- Excerpted passage:
________________________

Columns to be aggregated for a metric analysis.

analyze(data, control, treatment, variant=None) #

Analyze a metric in an experiment.

Parameters:

Name Type Description Default
data DataFrame | Table | dict[Any, Aggregates]

Experimental data.

required
control Any

Control variant.

required
treatment Any

Treatment variant.

required
variant str | None

Variant column name.

None

Returns:

Type Description
R

Analysis result.

Source code in src/tea_tasting/metrics/base.py
def analyze(
    self,
    data: pd.DataFrame | ibis.expr.types.Table | dict[
        Any, tea_tasting.aggr.Aggregates],
    control: Any,
    treatment: Any,
    variant: str | None = None,
) -> R:
    """Analyze a metric in an experiment.

    Args:
        data: Experimental data.
        control: Control variant.
        treatment: Treatment variant.
        variant: Variant column name.

    Returns:
        Analysis result.
    """
    aggr = aggregate_by_variants(
        data,
        aggr_cols=self.aggr_cols,
        variant=variant,
    )
    return self.analyze_aggregates(
        control=aggr[control],
        treatment=aggr[treatment],
    )

analyze_aggregates(control, treatment) #

Analyze a metric in an experiment using aggregated statistics.

________________________

- Records supplied:

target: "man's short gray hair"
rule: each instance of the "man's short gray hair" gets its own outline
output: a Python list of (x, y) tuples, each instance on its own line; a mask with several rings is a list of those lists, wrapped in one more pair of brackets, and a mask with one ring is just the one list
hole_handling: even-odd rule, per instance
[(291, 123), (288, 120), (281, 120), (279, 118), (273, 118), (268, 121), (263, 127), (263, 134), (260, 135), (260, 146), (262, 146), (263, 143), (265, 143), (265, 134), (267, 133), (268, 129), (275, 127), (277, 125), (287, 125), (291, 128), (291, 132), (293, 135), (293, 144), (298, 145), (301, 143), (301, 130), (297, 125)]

________________________

- What you will do:
1/ Copy the analyze documentation from "Source code in" up to and including "control: Control variant.", substituting "Input data" for "Experimental data".
2/ Resume the analyze documentation where it ends and write the next part.

- Solved tasks:
1/
Source code in src/tea_tasting/metrics/base.py
def analyze(
    self,
    data: pd.DataFrame | ibis.expr.types.Table | dict[
        Any, tea_tasting.aggr.Aggregates],
    control: Any,
    treatment: Any,
    variant: str | None = None,
) -> R:
    """Analyze a metric in an experiment.

    Args:
        data: Input data.
        control: Control variant.

2/
Parameters:

Name Type Description Default
control Aggregates

Control data.

required
treatment Aggregates

Treatment data.

required

Returns:

Type Description
MeanResult

Analysis result.

Source code in src/tea_tasting/metrics/mean.py
def analyze_aggregates(
    self,
    control: tea_tasting.aggr.Aggregates,
    treatment: tea_tasting.aggr.Aggregates,
) -> MeanResult:
    """Analyze a metric in an experiment using aggregated statistics.

    Args:
        control: Control data.
        treatment: Treatment data.

    Returns:
        Analysis result.
    """
    control = control.with_zero_div()
    treatment = treatment.with_zero_div()
    total = control + treatment
    covariate_coef = self._covariate_coef(total)
    covariate_mean = total.mean(self.numer_covariate) / total.mean(
        self.denom_covariate)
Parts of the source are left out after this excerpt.